Among the entries that follow, find every line with the word "instance" and list it.

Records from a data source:

:::::

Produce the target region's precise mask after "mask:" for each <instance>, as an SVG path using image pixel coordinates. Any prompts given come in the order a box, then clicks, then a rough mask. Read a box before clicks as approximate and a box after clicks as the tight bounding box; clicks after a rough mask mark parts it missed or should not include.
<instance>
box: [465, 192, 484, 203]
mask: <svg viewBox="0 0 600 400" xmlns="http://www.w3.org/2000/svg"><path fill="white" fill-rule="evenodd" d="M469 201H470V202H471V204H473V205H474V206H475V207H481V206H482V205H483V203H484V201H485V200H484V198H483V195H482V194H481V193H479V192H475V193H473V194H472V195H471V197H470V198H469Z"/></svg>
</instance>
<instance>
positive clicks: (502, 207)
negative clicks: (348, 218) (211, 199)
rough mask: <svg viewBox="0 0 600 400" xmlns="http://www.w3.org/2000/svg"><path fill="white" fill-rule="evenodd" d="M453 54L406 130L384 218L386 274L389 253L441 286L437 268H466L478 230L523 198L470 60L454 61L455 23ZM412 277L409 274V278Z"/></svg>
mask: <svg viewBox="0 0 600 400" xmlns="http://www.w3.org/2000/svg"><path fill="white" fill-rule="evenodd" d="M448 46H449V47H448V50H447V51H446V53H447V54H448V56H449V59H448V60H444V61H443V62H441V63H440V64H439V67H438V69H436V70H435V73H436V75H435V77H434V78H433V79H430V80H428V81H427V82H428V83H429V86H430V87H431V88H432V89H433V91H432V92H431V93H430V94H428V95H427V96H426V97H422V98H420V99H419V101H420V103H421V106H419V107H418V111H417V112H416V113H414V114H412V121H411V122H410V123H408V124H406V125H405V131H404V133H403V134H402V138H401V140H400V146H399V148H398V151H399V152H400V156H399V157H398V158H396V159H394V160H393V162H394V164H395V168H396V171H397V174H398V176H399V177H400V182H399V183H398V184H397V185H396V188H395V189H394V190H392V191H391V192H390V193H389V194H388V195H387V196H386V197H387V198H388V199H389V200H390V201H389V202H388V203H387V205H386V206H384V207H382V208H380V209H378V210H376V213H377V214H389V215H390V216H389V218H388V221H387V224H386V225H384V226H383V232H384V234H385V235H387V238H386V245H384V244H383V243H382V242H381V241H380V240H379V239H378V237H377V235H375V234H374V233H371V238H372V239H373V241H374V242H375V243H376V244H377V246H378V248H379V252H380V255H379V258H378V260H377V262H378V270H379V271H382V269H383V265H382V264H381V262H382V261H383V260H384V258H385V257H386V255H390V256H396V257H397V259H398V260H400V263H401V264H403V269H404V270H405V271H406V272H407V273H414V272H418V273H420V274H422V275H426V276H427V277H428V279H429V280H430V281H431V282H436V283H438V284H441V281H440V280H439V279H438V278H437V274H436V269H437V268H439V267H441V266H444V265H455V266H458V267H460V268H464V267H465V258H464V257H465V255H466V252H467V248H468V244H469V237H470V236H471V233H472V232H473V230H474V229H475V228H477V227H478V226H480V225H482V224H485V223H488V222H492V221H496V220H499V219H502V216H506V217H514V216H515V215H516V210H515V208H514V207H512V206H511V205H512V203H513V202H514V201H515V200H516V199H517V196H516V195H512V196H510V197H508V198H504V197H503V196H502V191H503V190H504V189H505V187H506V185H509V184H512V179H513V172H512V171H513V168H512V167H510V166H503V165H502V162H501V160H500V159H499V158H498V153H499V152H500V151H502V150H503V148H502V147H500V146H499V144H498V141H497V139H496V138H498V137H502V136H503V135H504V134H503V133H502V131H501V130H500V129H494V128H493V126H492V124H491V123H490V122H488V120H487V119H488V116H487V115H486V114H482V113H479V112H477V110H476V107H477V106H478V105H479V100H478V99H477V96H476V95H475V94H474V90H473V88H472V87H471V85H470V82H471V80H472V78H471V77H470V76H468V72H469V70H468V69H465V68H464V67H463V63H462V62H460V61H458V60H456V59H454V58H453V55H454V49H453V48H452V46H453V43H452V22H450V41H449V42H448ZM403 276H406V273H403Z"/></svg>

:::::

__Solution for this exercise__
Produce the target region's precise mask after "mask:" for each <instance>, as an SVG path using image pixel coordinates. Any prompts given come in the order a box, then clicks, then a rough mask. Read a box before clicks as approximate and a box after clicks as the tight bounding box; clicks after a rough mask mark parts it missed or should not include.
<instance>
</instance>
<instance>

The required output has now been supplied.